_Task to carry out_:
Your task is to copy all of the entries exactly as they are given.

=== Section Start ===

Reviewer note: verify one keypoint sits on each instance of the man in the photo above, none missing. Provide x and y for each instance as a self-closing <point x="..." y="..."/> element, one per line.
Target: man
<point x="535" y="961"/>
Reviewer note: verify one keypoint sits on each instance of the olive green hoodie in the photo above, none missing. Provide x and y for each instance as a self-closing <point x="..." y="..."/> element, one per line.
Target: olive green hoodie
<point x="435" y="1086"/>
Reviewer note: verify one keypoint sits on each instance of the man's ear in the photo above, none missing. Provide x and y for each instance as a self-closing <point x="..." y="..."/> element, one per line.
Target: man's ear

=== Section End ===

_Finished task_:
Reviewer note: verify one keypoint sits on each instance of the man in the photo above, none missing. Provide x and y for each instance as a self-closing <point x="..." y="..."/> element, one per line.
Target: man
<point x="535" y="961"/>
Reviewer note: verify one keypoint sits on each instance of the olive green hoodie in the photo above, none missing. Provide x and y for each instance as a self-closing <point x="..." y="..."/> element, one per line.
Target: olive green hoodie
<point x="435" y="1086"/>
Reviewer note: verify one keypoint sits on each instance of the man's ear in the photo above, none missing. Provide x and y for each instance as a self-closing <point x="..." y="..."/> element, one per line.
Target: man's ear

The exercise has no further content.